══ Dataset content ══

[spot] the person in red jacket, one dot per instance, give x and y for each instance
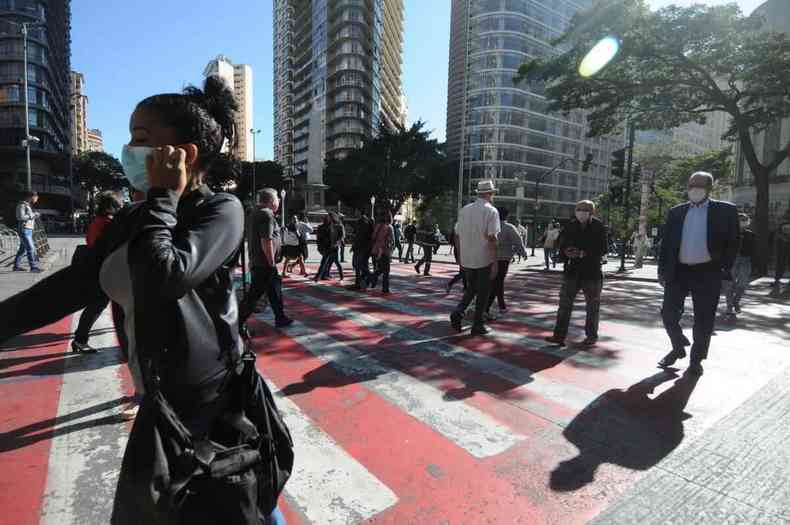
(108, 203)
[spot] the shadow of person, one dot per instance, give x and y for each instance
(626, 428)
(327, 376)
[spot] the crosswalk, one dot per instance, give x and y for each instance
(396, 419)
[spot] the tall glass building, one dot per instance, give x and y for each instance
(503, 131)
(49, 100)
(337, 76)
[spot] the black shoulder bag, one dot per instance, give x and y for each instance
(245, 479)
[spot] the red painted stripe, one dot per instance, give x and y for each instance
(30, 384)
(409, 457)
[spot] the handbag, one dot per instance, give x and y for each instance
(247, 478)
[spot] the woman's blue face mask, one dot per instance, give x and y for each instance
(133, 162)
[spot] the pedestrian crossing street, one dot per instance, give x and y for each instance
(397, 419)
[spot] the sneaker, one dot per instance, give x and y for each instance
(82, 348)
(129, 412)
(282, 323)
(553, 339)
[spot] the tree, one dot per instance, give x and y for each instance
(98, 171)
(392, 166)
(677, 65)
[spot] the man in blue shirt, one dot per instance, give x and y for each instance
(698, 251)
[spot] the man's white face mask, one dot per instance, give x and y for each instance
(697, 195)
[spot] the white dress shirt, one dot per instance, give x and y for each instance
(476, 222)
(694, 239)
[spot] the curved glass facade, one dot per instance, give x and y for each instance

═══
══ Dataset content ══

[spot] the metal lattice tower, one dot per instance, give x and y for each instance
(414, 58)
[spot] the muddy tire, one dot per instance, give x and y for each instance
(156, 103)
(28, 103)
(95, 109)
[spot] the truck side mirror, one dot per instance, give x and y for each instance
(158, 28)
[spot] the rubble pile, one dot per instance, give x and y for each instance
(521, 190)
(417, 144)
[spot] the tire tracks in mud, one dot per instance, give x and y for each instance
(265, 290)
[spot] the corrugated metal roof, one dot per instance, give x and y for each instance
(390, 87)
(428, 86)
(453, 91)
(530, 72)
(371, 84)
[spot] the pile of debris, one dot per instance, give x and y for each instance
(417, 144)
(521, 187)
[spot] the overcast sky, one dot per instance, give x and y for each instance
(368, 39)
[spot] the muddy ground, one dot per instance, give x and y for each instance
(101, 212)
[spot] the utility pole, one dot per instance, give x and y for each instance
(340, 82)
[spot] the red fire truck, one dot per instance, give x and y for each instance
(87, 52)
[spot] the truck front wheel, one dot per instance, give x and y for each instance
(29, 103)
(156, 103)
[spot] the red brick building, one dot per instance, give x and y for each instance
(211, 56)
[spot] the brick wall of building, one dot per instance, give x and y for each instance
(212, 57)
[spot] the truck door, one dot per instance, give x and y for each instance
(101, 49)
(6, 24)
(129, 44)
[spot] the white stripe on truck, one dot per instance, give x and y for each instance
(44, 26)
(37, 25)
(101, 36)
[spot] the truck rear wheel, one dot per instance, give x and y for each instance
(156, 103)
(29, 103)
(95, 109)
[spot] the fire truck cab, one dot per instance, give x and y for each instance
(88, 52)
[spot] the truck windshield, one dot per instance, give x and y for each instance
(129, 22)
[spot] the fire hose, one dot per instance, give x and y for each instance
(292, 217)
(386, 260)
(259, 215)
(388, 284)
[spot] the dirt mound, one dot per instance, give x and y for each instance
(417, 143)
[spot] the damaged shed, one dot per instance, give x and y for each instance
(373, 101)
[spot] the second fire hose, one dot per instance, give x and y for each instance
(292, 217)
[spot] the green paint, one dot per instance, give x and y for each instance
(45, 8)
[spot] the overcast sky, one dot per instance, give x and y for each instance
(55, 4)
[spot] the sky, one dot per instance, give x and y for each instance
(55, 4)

═══

= Your goal =
What are the lines above, starting at the one with "[spot] the white dress" and ending at the one with "[spot] the curved"? Give them again exactly, and only them.

= Answer to the problem =
[spot] the white dress shirt, one dot per instance, give x and y for each instance
(476, 222)
(694, 239)
[spot] the curved glass facade, one dot per instance, give x and y for each instance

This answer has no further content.